__READING PASSAGE__:
——————

This series aims to get get rid of the current 500k 'msize' limitation in
the 9p virtio transport, which is currently a bottleneck for performance
of 9p mounts.

To avoid confusion: it does remove the msize limit for the virtio transport,
on 9p client level though the anticipated milestone for this series is now
a max. 'msize' of 4 MB. See patch 8 for reason why.

This is a follow-up of the following series and discussion:
https://lore.kernel.org/netdev/cover.1632327421.git.linux_oss@crudebyte.com/

Latest version of this series:
https://github.com/cschoenebeck/linux/commits/9p-virtio-drop-msize-cap


OVERVIEW OF PATCHES:

* Patch 1 is just a trivial info message for the user to know why his msize
  option got ignored by 9p client in case the value was larger than what is
  supported by this 9p driver.

* Patches 2..7 remove the msize limitation from the 'virtio' transport
  (i.e. the 9p 'virtio' transport itself actually supports >4MB now, tested
  successfully with an experimental QEMU version and some dirty 9p Linux
  client hacks up to msize=128MB).

* Patch 8 limits msize for all transports to 4 MB for now as >4MB would need
  more work on 9p client level (see commit log of patch 8 for details).

* Patches 9..12 tremendously reduce unnecessarily huge 9p message sizes and
  therefore provide performance gain as well. So far, almost all 9p messages
  simply allocated message buffers exactly msize large, even for messages
  that actually just needed few bytes. So these patches make sense by
  themselves, independent of this overall series, however for this series
  even more, because the larger msize, the more this issue would have hurt
  otherwise.


PREREQUISITES:

If you are testing with QEMU then please either use latest QEMU 6.2 release
or higher, or at least apply the following patch on QEMU side:

  https://lore.kernel.org/qemu-devel/E1mT2Js-0000DW-OH@lizzy.crudebyte.com/

That QEMU patch is required if you are using a user space app that
automatically retrieves an optimum I/O block size by obeying stat's
st_blksize, which 'cat' for instance is doing, e.g.:

	time cat test_rnd.dat > /dev/null

Otherwise please use a user space app for performance testing that allows
you to force a large block size and to avoid that QEMU issue, like 'dd'
for instance, in that case you don't need to patch QEMU.

——————

__INPUT DATA__:

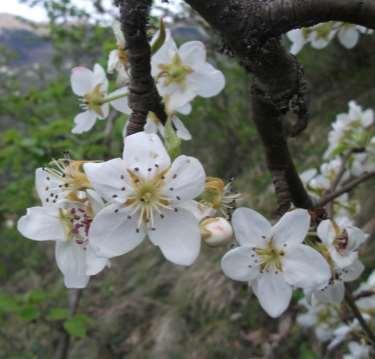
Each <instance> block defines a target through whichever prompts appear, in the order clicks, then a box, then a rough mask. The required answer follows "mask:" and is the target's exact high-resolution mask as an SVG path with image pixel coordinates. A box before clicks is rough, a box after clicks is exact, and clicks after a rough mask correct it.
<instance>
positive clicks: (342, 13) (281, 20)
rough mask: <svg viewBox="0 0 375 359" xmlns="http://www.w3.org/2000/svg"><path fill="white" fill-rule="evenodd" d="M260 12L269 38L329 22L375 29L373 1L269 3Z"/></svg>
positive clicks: (374, 15)
mask: <svg viewBox="0 0 375 359" xmlns="http://www.w3.org/2000/svg"><path fill="white" fill-rule="evenodd" d="M255 2H257V1H255ZM258 2H259V0H258ZM259 11H260V14H259V16H262V15H263V19H265V21H266V24H267V25H266V26H267V28H268V29H269V31H270V32H269V33H268V34H267V35H266V36H277V35H281V34H283V33H286V32H287V31H289V30H291V29H293V28H300V27H305V26H312V25H316V24H318V23H321V22H327V21H342V22H349V23H353V24H358V25H362V26H365V27H368V28H372V29H374V28H375V2H374V1H373V0H274V1H270V2H266V3H265V4H264V6H262V7H261V8H260V10H259Z"/></svg>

——————

__WORK REQUEST A__: Lay out the records as a JSON list of strings with one string per line and no blank lines, starting at the beginning of the records and going on through the line that contains "positive clicks: (374, 15)". Leave the pictures out of the answer.
__WORK REQUEST B__: Continue the patch series cover letter on lifting the 9p virtio msize limit from the point where it stops.

__WRITTEN ANSWER A__:
[
  "Each <instance> block defines a target through whichever prompts appear, in the order clicks, then a box, then a rough mask. The required answer follows \"mask:\" and is the target's exact high-resolution mask as an SVG path with image pixel coordinates. A box before clicks is rough, a box after clicks is exact, and clicks after a rough mask correct it.",
  "<instance>",
  "positive clicks: (342, 13) (281, 20)",
  "rough mask: <svg viewBox=\"0 0 375 359\" xmlns=\"http://www.w3.org/2000/svg\"><path fill=\"white\" fill-rule=\"evenodd\" d=\"M260 12L269 38L329 22L375 29L373 1L269 3Z\"/></svg>",
  "positive clicks: (374, 15)"
]

__WRITTEN ANSWER B__:
KNOWN LIMITATION:

With this series applied I can run

  QEMU host <-> 9P virtio <-> Linux guest

with up to slightly below 4 MB msize [4186112 = (1024-2) * 4096]. If I try
to run it with exactly 4 MB (4194304) it currently hits a limitation on
QEMU side:

  qemu-system-x86_64: virtio: too many write descriptors in indirect table

That's because QEMU currently has a hard coded limit of max. 1024 virtio
descriptors per vring slot (i.e. per virtio message), see to do (1.) below.


STILL TO DO:

  1. Negotiating virtio "Queue Indirect Size" (MANDATORY):

    The QEMU issue described above must be addressed by negotiating the
    maximum length of virtio indirect descriptor tables on virtio device
    initialization. This would not only avoid the QEMU error above, but would
    also allow msize of >4MB in future. Before that change can be done on
    Linux and QEMU sides though, it first requires a change to the virtio
    specs. Work on that on the virtio specs is in progress:

    https://github.com/oasis-tcs/virtio-spec/issues/122

    This is not really an issue for testing this series. Just stick to max.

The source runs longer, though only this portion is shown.